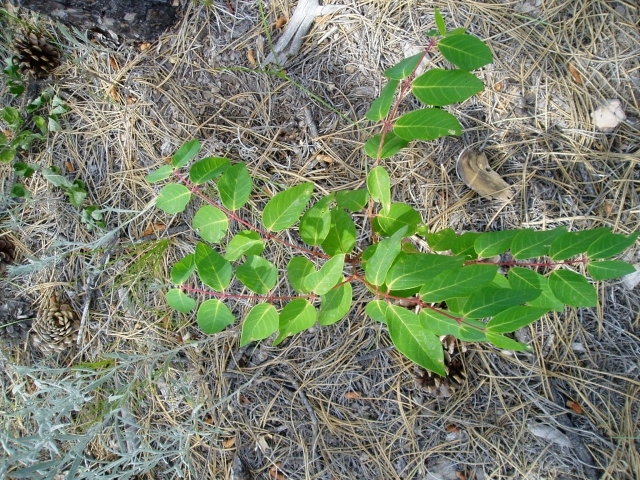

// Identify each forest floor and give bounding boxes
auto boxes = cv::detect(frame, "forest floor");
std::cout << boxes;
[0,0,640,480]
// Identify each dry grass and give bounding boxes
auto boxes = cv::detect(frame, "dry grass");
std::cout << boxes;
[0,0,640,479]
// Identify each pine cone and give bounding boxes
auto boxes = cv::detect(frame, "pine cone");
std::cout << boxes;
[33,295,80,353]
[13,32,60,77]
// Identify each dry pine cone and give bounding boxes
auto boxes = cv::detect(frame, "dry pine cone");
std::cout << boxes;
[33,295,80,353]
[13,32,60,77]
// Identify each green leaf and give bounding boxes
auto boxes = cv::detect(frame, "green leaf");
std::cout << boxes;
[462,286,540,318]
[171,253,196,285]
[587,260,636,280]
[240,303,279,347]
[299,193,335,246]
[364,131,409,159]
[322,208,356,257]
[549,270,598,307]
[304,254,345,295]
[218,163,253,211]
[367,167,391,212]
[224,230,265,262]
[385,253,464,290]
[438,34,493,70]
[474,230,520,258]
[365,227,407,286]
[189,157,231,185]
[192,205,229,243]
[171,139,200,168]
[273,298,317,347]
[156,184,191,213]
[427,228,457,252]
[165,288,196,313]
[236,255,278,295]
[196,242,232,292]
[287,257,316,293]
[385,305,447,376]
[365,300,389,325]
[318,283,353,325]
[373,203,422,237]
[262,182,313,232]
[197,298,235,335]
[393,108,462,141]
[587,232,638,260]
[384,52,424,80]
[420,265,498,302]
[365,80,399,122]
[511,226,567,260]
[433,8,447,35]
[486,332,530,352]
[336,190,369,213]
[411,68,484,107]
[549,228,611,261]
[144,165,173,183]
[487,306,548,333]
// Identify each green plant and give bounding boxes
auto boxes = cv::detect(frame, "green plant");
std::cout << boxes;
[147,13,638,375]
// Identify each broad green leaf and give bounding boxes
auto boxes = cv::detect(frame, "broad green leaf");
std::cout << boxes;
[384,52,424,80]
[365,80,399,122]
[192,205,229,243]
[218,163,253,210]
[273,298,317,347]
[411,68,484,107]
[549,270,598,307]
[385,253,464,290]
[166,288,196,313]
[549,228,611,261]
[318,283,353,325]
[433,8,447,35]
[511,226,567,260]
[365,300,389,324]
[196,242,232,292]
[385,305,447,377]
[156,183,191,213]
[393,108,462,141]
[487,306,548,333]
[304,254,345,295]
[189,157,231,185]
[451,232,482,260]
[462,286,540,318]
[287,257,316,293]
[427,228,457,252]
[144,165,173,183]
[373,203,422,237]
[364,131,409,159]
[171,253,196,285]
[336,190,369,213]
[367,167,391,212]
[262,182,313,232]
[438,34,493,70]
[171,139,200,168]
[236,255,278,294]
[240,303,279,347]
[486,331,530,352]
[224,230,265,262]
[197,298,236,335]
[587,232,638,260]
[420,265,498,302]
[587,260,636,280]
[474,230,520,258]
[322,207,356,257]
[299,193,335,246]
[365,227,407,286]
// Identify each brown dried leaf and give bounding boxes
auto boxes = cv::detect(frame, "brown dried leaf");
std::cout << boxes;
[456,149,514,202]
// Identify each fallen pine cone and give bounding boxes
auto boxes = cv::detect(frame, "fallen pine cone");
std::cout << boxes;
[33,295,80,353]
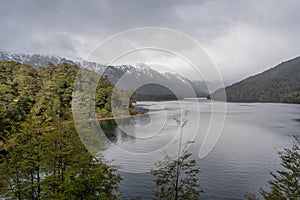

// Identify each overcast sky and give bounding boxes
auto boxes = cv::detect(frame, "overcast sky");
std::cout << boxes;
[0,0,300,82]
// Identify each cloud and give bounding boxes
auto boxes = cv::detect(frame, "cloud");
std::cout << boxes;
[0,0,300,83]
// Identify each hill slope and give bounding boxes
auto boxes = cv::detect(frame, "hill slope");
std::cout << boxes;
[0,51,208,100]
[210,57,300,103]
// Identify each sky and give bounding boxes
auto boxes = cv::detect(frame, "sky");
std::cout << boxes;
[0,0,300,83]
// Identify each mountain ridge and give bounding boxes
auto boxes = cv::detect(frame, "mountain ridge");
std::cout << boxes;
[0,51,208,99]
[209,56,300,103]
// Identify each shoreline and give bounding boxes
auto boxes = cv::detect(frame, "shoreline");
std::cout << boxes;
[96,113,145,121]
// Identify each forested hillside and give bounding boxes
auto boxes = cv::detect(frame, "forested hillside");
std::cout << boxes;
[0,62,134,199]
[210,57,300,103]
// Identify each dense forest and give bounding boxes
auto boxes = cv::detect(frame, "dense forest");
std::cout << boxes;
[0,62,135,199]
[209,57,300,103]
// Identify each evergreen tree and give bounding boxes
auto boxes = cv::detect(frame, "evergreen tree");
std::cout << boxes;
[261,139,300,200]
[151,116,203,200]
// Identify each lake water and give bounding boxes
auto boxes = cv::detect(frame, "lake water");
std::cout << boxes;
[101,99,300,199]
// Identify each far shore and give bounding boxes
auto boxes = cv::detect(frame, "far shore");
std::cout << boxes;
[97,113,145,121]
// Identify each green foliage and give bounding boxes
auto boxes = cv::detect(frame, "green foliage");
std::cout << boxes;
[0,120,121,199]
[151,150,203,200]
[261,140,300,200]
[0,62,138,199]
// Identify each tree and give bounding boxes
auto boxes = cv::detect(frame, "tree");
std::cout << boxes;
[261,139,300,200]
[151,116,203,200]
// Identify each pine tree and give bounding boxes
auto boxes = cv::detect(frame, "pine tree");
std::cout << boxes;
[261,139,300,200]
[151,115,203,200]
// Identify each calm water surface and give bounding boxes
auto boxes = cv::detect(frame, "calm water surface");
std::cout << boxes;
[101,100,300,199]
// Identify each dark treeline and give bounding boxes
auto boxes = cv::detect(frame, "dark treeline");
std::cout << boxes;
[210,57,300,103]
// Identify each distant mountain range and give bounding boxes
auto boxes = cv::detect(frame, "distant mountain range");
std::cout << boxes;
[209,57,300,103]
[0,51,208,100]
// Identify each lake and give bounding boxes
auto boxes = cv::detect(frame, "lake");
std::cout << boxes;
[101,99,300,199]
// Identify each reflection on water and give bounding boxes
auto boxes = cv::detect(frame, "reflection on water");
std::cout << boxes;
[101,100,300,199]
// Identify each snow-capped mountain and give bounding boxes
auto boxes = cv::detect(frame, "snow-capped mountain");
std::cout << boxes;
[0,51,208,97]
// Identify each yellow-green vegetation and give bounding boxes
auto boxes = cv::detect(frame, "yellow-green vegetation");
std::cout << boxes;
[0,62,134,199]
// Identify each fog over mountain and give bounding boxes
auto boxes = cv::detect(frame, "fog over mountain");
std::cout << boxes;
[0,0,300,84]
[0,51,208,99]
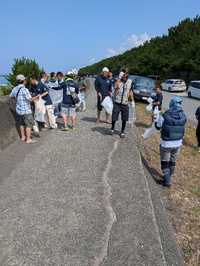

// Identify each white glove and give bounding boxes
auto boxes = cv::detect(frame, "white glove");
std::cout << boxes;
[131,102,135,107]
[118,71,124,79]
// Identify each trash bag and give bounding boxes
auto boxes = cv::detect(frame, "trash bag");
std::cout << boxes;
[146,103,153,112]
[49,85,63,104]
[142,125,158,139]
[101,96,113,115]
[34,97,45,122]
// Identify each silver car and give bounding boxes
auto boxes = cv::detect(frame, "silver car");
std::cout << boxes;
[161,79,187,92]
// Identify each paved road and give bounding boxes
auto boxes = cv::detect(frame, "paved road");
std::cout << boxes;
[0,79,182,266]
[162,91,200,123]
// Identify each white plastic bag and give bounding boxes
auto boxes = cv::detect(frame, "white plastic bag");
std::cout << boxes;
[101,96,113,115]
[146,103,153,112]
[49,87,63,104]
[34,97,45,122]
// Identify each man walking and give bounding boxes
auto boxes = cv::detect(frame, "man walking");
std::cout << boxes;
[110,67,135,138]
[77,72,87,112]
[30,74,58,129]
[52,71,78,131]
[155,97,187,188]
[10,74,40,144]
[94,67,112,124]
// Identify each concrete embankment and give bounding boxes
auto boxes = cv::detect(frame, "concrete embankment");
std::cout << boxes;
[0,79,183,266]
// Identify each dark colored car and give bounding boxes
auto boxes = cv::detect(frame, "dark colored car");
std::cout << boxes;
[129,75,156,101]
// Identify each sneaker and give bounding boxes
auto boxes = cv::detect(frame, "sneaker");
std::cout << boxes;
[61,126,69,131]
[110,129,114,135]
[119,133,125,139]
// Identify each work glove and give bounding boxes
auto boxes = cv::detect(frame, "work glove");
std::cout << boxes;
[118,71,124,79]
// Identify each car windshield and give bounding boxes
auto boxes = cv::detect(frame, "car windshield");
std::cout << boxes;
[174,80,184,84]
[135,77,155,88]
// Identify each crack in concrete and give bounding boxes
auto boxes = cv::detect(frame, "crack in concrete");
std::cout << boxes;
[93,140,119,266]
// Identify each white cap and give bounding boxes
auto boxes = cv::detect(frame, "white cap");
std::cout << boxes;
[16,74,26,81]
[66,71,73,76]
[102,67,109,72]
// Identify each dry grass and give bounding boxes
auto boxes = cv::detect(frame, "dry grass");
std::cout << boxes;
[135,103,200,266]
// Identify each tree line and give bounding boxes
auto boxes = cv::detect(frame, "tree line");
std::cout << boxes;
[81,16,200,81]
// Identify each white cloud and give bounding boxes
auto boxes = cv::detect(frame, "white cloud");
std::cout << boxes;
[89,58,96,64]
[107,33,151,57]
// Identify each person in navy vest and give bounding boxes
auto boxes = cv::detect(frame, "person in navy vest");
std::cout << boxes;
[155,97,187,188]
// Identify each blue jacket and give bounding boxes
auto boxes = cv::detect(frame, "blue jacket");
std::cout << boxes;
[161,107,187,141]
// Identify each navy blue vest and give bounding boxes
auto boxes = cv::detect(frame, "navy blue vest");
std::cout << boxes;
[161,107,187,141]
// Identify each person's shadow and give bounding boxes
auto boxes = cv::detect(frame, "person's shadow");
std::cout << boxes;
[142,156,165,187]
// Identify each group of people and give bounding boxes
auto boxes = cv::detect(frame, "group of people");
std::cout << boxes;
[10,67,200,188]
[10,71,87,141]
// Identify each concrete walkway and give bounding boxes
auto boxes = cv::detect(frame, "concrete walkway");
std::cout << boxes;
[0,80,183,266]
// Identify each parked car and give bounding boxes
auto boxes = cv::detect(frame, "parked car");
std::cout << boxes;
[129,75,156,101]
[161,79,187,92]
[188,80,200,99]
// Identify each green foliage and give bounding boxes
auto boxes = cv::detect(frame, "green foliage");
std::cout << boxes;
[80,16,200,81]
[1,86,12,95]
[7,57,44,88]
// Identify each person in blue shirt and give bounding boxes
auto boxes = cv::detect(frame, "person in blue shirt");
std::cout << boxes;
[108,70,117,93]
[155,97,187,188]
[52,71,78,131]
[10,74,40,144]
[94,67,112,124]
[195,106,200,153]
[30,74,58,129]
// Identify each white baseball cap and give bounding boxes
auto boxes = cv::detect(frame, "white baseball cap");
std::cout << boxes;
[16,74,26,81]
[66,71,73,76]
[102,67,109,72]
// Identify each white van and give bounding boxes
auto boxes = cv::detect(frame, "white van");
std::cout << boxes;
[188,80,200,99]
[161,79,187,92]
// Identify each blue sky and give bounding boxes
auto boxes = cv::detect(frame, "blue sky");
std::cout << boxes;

== == ==

Requirements
Output the rows between the line containing "windshield and give bounding boxes" and the line containing "[0,80,183,266]", inclusive, as a JSON list of strings with one string per line and blank lines left out.

Solved exercise
[
  "// Identify each car windshield and give bounding boxes",
  "auto boxes = cv::detect(frame, \"car windshield\");",
  "std::cout << boxes;",
  "[174,80,184,84]",
  "[135,77,155,88]",
  "// Identify each crack in concrete and give bounding boxes",
  "auto boxes = cv::detect(frame, \"crack in concrete\");",
  "std::cout << boxes;",
  "[93,140,119,266]",
  "// Identify each white cap and give bounding boxes",
  "auto boxes = cv::detect(frame, \"white cap\");",
  "std::cout << boxes;",
  "[16,74,26,81]",
  "[66,71,73,76]",
  "[102,67,109,72]",
  "// Identify each dry grass and give bounding boxes",
  "auto boxes = cv::detect(frame, \"dry grass\");",
  "std::cout << boxes;",
  "[135,103,200,266]",
  "// Identify each tree line and give bounding boxes",
  "auto boxes = cv::detect(frame, \"tree line\");",
  "std::cout << boxes;",
  "[81,16,200,81]",
  "// Identify each white cloud and give bounding boxes",
  "auto boxes = cv::detect(frame, \"white cloud\");",
  "std::cout << boxes;",
  "[89,58,96,64]",
  "[107,33,151,57]",
  "// Identify each person in navy vest and give bounding boxes",
  "auto boxes = cv::detect(frame, \"person in navy vest\");",
  "std::cout << boxes;",
  "[155,97,187,188]",
  "// Identify each blue jacket and give bounding boxes",
  "auto boxes = cv::detect(frame, \"blue jacket\");",
  "std::cout << boxes;",
  "[161,107,187,141]",
  "// Identify each navy blue vest and give bounding boxes",
  "auto boxes = cv::detect(frame, \"navy blue vest\");",
  "std::cout << boxes;",
  "[161,107,187,141]",
  "// Identify each person's shadow and give bounding boxes",
  "auto boxes = cv::detect(frame, \"person's shadow\");",
  "std::cout << boxes;",
  "[142,156,165,187]",
  "// Identify each group of people and give bounding boxes",
  "auto boxes = cv::detect(frame, \"group of people\");",
  "std::cout << boxes;",
  "[10,67,200,188]",
  "[10,71,87,141]",
  "// Identify each concrete walkway and give bounding boxes",
  "auto boxes = cv::detect(frame, \"concrete walkway\");",
  "std::cout << boxes;",
  "[0,80,183,266]"
]